═══ Data supplied ═══

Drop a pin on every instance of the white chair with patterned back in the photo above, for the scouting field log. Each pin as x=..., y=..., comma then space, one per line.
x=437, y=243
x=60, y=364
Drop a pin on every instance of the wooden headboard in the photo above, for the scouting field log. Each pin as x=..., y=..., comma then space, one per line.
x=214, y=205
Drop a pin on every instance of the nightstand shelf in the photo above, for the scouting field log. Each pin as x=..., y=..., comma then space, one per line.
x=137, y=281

═══

# [Assignment]
Give each entry again, spelled exactly as shown.

# [Final answer]
Drop a pin on every instance of the white chair with patterned back in the photo above, for the scouting field log. Each pin as x=..., y=..., comma then space, one per line.
x=437, y=243
x=60, y=364
Drop a pin on every instance of the wooden headboard in the photo above, for the scouting field log. Each pin as x=..., y=..., comma then space, one per line.
x=214, y=205
Drop a pin on every instance of the nightstand shelf in the photo above, for the scouting field log. Each pin as x=..., y=..., comma then space, one per line.
x=137, y=281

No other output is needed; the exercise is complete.